[Dataset entries]

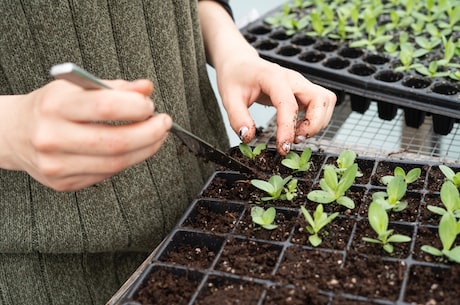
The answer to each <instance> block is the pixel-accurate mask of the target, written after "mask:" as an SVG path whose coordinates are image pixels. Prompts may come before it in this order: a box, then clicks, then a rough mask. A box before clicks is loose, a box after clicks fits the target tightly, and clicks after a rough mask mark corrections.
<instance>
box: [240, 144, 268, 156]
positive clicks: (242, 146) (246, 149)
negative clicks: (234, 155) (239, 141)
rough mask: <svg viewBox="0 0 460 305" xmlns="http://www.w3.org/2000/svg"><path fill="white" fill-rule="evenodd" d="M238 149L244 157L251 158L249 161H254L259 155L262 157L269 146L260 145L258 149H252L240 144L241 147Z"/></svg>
mask: <svg viewBox="0 0 460 305" xmlns="http://www.w3.org/2000/svg"><path fill="white" fill-rule="evenodd" d="M238 147H239V149H240V151H241V153H242V154H243V156H245V157H246V158H249V159H254V158H255V157H257V156H258V155H260V153H261V152H262V150H264V149H265V148H267V145H265V144H259V145H257V146H256V147H254V149H252V148H251V146H249V145H248V144H245V143H240V145H239V146H238Z"/></svg>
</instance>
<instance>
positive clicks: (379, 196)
mask: <svg viewBox="0 0 460 305" xmlns="http://www.w3.org/2000/svg"><path fill="white" fill-rule="evenodd" d="M406 191H407V183H406V181H405V180H404V177H403V176H399V175H398V176H394V177H393V178H392V179H391V180H390V182H388V185H387V188H386V191H385V192H375V193H374V194H373V195H372V202H375V203H377V204H379V205H380V206H382V207H383V208H384V209H385V210H387V211H388V210H393V211H394V212H400V211H402V210H404V209H405V208H406V207H407V201H404V200H402V198H403V197H404V195H405V194H406Z"/></svg>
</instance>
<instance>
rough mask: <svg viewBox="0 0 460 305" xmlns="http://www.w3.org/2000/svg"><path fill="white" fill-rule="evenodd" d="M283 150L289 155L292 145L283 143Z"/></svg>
mask: <svg viewBox="0 0 460 305" xmlns="http://www.w3.org/2000/svg"><path fill="white" fill-rule="evenodd" d="M282 148H283V150H284V151H285V152H286V153H288V152H289V151H290V150H291V143H287V142H285V143H283V146H282Z"/></svg>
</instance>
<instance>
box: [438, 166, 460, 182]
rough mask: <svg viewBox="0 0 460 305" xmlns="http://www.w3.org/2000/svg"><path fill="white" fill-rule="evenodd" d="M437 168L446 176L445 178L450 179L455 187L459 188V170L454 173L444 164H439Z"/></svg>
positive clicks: (459, 174)
mask: <svg viewBox="0 0 460 305" xmlns="http://www.w3.org/2000/svg"><path fill="white" fill-rule="evenodd" d="M439 169H440V170H441V172H442V173H443V174H444V176H446V178H447V180H449V181H451V182H452V183H453V184H454V185H455V186H456V187H457V188H460V172H458V173H455V172H454V171H453V170H452V169H451V168H450V167H448V166H446V165H442V164H441V165H439Z"/></svg>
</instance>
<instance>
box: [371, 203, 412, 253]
mask: <svg viewBox="0 0 460 305" xmlns="http://www.w3.org/2000/svg"><path fill="white" fill-rule="evenodd" d="M368 219H369V223H370V225H371V227H372V229H373V230H374V231H375V233H377V236H378V237H377V238H369V237H363V240H364V241H366V242H370V243H376V244H381V245H382V247H383V250H385V251H386V252H388V253H390V254H391V253H393V250H394V247H393V245H392V243H403V242H409V241H410V240H411V238H410V237H409V236H406V235H402V234H393V231H394V230H393V229H391V230H388V223H389V220H388V214H387V211H385V209H384V208H383V207H382V206H381V205H380V204H378V203H376V202H372V203H371V204H370V206H369V211H368Z"/></svg>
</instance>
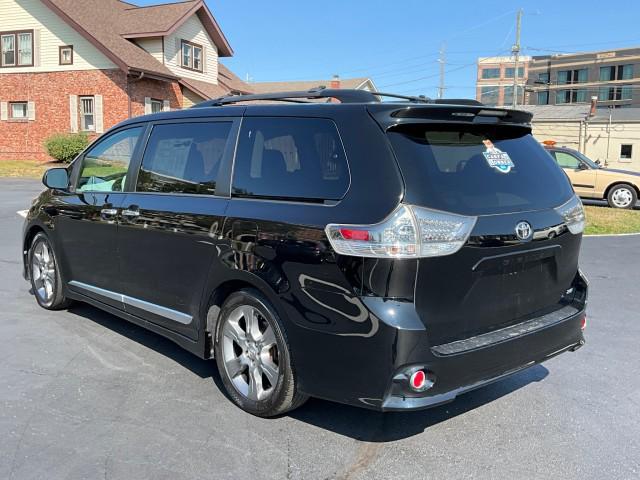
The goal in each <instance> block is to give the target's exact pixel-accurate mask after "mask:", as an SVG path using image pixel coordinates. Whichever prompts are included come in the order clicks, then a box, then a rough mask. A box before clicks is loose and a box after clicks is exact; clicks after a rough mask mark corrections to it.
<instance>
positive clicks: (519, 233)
mask: <svg viewBox="0 0 640 480" xmlns="http://www.w3.org/2000/svg"><path fill="white" fill-rule="evenodd" d="M532 233H533V230H532V228H531V225H529V223H528V222H520V223H518V224H517V225H516V236H517V237H518V238H519V239H520V240H529V238H531V234H532Z"/></svg>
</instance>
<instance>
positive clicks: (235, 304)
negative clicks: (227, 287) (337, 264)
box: [214, 290, 307, 417]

**What needs to be done:** Reproduce the listing verbatim from its beginning through the line containing "negative clicks: (234, 155) (239, 141)", including that line, and omit the pictures.

**Written response:**
The answer to each <instance> block is the pixel-accurate mask of the target, written after "mask:" as an SVG path whose coordinates are image pixels. Prompts may come before it in this order: a box, then clicks, then a rough mask. A box before clicks is loose, a box after clicks fits the target tightly, and clicks after a rough mask mark corrections.
<instance>
box: [240, 144, 268, 156]
positive clicks: (242, 146) (246, 149)
negative clicks: (234, 155) (239, 141)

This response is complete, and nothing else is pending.